_TASK GOAL_:
Pull out each line of the material below that contains the word "river". Matching is case-sensitive.

Stored entries
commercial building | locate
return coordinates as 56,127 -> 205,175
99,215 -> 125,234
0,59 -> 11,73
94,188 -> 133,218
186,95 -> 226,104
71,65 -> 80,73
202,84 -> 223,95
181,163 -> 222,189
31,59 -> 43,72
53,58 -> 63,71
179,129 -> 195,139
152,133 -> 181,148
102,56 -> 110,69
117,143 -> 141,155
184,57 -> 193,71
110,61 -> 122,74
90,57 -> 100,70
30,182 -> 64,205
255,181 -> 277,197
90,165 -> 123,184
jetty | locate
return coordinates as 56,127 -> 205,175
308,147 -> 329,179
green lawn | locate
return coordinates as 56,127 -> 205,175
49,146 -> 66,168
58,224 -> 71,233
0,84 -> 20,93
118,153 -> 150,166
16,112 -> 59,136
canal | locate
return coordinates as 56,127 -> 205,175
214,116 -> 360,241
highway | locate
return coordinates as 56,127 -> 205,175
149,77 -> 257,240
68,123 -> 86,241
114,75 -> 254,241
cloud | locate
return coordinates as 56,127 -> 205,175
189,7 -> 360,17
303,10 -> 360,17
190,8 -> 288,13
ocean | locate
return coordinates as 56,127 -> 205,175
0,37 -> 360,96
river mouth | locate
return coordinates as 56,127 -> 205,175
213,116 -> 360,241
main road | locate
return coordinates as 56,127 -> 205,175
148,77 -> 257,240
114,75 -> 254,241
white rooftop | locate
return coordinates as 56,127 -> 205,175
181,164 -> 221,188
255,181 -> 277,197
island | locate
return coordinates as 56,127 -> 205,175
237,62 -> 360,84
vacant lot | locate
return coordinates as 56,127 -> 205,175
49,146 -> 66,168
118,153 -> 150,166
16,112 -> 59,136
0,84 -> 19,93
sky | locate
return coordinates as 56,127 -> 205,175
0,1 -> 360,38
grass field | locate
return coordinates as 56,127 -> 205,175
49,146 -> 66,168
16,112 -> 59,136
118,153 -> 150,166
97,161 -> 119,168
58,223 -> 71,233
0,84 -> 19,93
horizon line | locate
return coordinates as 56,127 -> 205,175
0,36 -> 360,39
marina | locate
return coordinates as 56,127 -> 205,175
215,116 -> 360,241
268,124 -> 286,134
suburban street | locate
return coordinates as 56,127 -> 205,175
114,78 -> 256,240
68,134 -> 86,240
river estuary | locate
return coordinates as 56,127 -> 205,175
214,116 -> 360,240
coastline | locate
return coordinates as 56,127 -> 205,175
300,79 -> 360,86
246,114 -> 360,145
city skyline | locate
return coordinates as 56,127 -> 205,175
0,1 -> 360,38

_COMPLETE RESPONSE_:
river mouth | locate
river estuary | locate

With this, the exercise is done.